そして、この人材の点でございますけれども、先ほどもちょっとお話に出ましたように、現在、福祉局の中におきましては、次のページにございますように、東京都福祉人材計画を策定しようということで、今検討を進めているところでございます。
人材計画につきましては、平成3年11月に人材計画を策定したわけでございますけれども、その後10年近くを経過しておりまして、今回の非常に大きな福祉の改革の流れの中で、早急にこの福祉人材について取りまとめる必要があるということで、福祉人材計画検討委員会を設置いたしました。高橋分科会長にも座長をお務めいただいておりますけれども、平成13年度から平成22年度までの10年間を計画期間としまして、人材計画を策定していこうということでございます。
計画の内容につきましては、そこの計画概要の上段にございますように、1) で需要・供給分析に基づいて、福祉人材の量の将来予測を行い、量の確保策を提示するということと、2)
で求められる福祉人材の質を明らかにし、質についての確保策を提示するという計画の内容になってございます。

◆ **作業内容**:
1) 福祉人材計画に関する抜粋をもとに、次の問いに答えてください。
(a) 前回の人材計画が策定されたのはいつですか。
(b) 新しい計画の計画期間はいつからいつまでですか。
(c) 計画内容の2)では、何を明らかにするとされていますか。
2) 福祉人材計画に関する抜粋で、福祉人材計画検討委員会が設置された理由を1〜3文で述べてください。
3) 福祉人材計画に関する抜粋の最後の文に続けて、その先を書いてください。
この後のエントリは参照しなくてかまいません。

◆ **提供資料**:
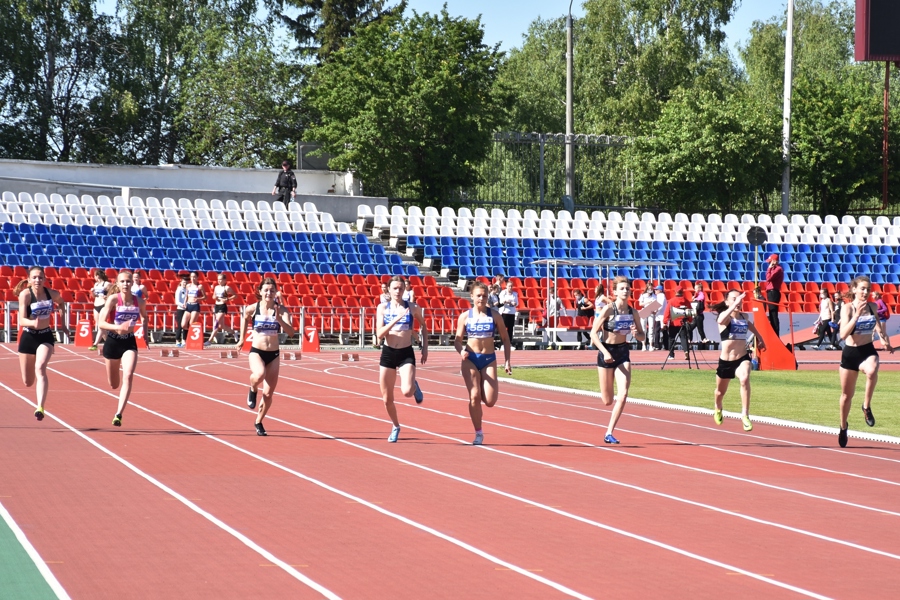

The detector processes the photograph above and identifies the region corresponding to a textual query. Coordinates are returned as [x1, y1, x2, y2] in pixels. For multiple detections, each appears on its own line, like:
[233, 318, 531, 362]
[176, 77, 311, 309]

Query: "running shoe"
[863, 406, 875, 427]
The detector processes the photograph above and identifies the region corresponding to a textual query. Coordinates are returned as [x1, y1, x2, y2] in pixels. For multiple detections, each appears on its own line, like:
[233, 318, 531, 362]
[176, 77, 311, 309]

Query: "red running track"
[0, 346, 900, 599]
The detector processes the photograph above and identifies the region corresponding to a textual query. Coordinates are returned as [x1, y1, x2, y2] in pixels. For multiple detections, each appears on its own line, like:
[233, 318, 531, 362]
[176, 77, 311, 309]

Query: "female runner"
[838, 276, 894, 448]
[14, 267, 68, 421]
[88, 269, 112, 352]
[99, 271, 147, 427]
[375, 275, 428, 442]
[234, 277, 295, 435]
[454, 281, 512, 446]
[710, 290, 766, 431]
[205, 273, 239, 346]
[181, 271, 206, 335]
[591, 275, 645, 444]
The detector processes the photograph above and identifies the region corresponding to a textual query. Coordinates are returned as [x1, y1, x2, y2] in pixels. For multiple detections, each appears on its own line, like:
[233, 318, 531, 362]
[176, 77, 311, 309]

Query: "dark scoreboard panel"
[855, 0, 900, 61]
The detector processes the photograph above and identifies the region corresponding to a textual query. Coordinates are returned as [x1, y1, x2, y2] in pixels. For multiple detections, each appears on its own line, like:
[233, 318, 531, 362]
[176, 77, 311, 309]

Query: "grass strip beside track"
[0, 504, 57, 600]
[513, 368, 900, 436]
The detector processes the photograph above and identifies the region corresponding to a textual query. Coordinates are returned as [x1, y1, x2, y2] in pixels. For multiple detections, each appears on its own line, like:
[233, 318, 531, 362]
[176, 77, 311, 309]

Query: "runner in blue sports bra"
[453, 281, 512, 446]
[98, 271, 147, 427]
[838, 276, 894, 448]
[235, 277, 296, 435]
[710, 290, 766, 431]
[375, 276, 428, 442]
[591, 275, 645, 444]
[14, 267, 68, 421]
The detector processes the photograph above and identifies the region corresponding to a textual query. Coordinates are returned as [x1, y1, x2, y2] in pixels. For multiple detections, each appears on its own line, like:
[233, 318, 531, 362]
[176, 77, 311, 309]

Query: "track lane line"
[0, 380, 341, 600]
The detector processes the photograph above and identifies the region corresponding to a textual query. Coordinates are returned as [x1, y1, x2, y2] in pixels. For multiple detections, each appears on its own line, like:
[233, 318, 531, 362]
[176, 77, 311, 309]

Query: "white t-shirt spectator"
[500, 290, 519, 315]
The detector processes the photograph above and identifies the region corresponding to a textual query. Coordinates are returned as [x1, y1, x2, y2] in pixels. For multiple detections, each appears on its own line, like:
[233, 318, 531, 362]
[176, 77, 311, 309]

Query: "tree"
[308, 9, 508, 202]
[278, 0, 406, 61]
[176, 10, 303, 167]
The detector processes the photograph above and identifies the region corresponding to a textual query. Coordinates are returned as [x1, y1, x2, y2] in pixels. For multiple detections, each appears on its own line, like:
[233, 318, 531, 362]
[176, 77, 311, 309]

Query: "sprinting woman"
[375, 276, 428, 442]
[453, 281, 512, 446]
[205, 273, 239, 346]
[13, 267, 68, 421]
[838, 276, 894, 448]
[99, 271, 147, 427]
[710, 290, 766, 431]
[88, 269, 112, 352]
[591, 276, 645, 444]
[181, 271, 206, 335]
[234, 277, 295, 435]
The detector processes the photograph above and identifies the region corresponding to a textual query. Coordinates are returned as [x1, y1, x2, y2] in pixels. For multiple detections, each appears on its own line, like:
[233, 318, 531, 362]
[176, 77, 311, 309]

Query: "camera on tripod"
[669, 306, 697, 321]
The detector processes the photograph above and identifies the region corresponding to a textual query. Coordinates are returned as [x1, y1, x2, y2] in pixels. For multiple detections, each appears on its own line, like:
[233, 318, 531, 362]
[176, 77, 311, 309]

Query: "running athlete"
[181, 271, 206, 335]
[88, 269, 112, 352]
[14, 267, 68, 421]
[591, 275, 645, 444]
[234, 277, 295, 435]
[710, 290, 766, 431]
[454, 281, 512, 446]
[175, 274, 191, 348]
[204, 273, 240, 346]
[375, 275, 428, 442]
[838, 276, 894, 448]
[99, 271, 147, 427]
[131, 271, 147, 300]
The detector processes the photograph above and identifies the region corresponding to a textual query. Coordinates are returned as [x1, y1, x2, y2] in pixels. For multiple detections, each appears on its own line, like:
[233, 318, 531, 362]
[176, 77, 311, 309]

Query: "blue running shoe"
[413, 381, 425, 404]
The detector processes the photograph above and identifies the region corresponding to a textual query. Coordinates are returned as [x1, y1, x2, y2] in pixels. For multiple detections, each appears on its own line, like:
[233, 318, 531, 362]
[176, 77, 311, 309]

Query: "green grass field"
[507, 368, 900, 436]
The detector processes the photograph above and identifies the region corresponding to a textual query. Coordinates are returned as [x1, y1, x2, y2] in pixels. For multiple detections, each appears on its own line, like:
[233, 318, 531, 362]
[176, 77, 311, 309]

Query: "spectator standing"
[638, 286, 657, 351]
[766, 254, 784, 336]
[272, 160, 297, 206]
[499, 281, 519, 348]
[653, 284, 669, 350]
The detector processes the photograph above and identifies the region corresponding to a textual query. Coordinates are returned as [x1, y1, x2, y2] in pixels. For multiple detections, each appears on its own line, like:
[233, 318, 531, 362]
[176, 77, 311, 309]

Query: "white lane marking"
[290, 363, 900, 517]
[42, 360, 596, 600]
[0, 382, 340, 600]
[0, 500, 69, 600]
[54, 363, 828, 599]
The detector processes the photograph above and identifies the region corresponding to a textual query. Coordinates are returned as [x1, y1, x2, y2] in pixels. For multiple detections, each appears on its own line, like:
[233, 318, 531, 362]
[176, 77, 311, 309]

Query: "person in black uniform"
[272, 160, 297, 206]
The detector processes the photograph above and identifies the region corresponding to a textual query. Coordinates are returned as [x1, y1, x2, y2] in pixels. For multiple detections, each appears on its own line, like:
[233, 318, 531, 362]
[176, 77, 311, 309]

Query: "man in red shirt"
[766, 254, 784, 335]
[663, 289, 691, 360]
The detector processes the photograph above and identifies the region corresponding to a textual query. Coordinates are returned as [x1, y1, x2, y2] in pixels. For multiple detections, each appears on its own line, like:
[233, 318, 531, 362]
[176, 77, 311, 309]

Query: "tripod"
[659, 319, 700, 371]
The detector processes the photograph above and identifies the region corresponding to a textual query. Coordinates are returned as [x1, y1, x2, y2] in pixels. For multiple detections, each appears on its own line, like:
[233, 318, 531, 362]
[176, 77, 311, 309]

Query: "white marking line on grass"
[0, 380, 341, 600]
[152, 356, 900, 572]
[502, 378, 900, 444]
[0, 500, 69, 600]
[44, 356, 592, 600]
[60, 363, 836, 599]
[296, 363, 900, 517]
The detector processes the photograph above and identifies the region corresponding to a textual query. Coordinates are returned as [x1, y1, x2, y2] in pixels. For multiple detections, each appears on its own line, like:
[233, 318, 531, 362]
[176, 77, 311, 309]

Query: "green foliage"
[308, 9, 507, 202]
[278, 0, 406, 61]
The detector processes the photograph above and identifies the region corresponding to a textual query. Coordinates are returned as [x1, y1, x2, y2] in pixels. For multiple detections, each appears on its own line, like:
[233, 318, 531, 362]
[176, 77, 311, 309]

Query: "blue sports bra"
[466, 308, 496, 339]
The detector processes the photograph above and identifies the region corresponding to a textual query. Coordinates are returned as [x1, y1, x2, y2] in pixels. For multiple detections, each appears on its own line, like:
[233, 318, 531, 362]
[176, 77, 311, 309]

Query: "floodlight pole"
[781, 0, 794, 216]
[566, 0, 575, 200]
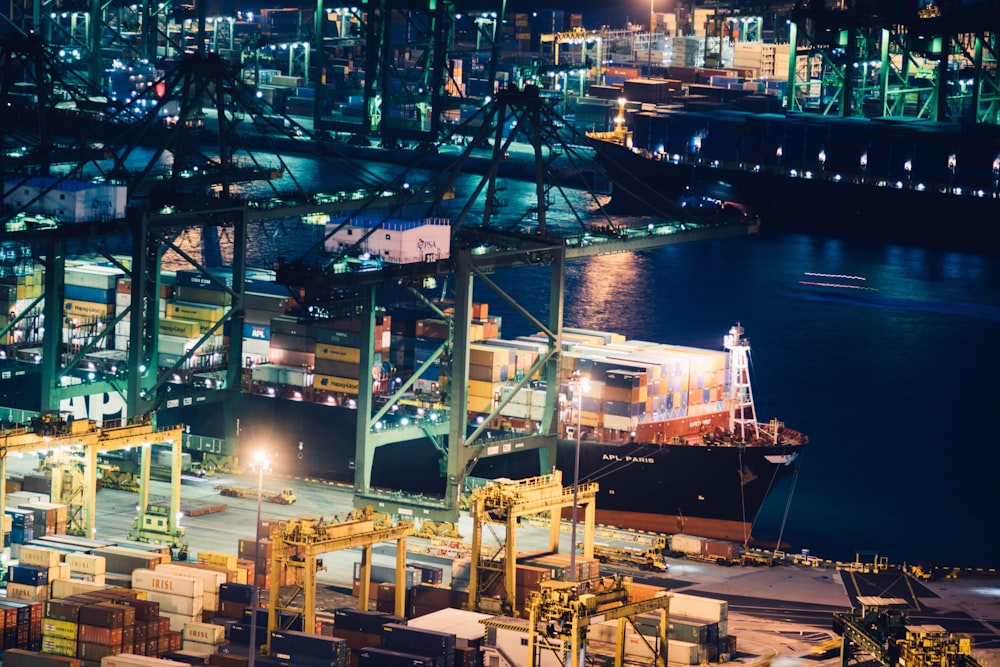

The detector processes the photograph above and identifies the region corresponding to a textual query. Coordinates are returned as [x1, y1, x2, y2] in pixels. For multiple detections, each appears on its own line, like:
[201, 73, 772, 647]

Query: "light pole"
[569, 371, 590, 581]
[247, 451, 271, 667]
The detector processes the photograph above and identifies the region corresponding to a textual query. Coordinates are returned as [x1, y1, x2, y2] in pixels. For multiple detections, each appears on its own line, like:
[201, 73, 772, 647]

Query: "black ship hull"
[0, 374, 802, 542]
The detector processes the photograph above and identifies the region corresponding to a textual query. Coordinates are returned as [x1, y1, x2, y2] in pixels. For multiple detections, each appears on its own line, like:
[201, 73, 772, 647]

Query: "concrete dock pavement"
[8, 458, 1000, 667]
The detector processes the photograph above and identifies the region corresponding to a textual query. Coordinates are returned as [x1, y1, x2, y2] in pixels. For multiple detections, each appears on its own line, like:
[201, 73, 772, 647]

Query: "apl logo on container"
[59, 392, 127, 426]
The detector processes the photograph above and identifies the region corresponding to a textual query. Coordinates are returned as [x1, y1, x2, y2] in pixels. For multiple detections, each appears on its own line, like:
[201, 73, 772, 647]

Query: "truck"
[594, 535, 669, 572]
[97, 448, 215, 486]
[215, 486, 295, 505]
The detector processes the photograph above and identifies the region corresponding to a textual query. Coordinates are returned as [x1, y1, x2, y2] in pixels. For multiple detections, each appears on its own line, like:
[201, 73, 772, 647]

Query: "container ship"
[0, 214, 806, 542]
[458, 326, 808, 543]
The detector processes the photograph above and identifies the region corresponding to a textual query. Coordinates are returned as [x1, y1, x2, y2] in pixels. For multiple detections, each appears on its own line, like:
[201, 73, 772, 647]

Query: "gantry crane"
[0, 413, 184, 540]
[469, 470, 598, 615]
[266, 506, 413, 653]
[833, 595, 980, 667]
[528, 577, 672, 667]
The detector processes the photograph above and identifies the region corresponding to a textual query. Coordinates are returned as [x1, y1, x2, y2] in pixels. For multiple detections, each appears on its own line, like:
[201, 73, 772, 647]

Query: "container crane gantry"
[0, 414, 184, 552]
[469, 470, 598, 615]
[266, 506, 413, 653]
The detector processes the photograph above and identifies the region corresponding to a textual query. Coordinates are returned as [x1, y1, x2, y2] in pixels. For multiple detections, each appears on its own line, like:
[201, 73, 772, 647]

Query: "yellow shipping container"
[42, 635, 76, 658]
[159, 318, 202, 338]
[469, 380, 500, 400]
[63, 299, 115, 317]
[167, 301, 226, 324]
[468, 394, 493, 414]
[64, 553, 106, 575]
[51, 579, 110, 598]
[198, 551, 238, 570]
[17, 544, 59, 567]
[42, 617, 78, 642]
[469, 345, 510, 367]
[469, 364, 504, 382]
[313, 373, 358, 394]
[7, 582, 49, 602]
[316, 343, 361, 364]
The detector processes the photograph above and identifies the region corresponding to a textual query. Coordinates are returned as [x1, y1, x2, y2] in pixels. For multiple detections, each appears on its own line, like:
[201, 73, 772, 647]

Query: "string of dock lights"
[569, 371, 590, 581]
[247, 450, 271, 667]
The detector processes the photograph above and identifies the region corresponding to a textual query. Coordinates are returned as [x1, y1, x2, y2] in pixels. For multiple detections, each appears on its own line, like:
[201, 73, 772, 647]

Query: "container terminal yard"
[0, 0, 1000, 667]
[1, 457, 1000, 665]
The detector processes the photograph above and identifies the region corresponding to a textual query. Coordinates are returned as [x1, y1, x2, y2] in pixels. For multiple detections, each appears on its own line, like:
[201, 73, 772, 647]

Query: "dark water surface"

◆ **各問の解答**:
1)
(a) 平成3年11月
(b) 平成13年度から平成22年度までの10年間
(c) 求められる福祉人材の質を明らかにし、質についての確保策を提示する。

2) 前回の人材計画の策定から10年近くが過ぎていました。また、非常に大きな福祉改革の流れの中で、福祉人材について早急に取りまとめる必要がありました。そのため委員会が設置されました。

3)
検討のスケジュールでございますけれども、平成12年6月ごろ中間報告をいたしまして、12年12月には最終報告、そして計画を策定するという予定になってございます。この分科会といたしましては、この福祉人材計画検討委員会の検討に合わせまして、できればここで必要とする人材の部分をできるだけ早急に取りまとめていただきまして、この福祉人材計画検討委員会のほうに意見というような形で、どちらかといいますと理念部分になろうかというふうに思いますけれども、今後こういう方向で人材を養成していく必要があるんではないだろうかといったような観点での意見を人材計画の中に反映させていけるような審議をお願いできればというふうに考えてございます。
次に資料5−2でございます。資料5−2は、もう既に今年の4月から実施されております介護保険制度の中における利用者支援の仕組みについて、一覧表で示してございます。これは介護保険のほうではどうなっているのか、今後の分科会で審議をしていく上で参考になる内容ではなかろうかというふうに考えてございます。
説明が長くなりましたけれども、事務局のほうからは以上でございます。
ありがとうございました。いろいろな資料等を含めましてご説明をいただきました。
若干私から補足をさせていただきますと、契約制度という言い方と、最近厚生省は利用制度という言い方をし始めていて、市場的な私的契約と措置の間の表現で揺れているみたいなところがあって、揺れているのにはいろいろな事情があるし、それはそういうことなんですが、そこら辺でなかなかおもしろいというか、そこら辺をどういうふうに我々が整理をしていくかという、その議論が非常に重要なのかなというふうに思っております。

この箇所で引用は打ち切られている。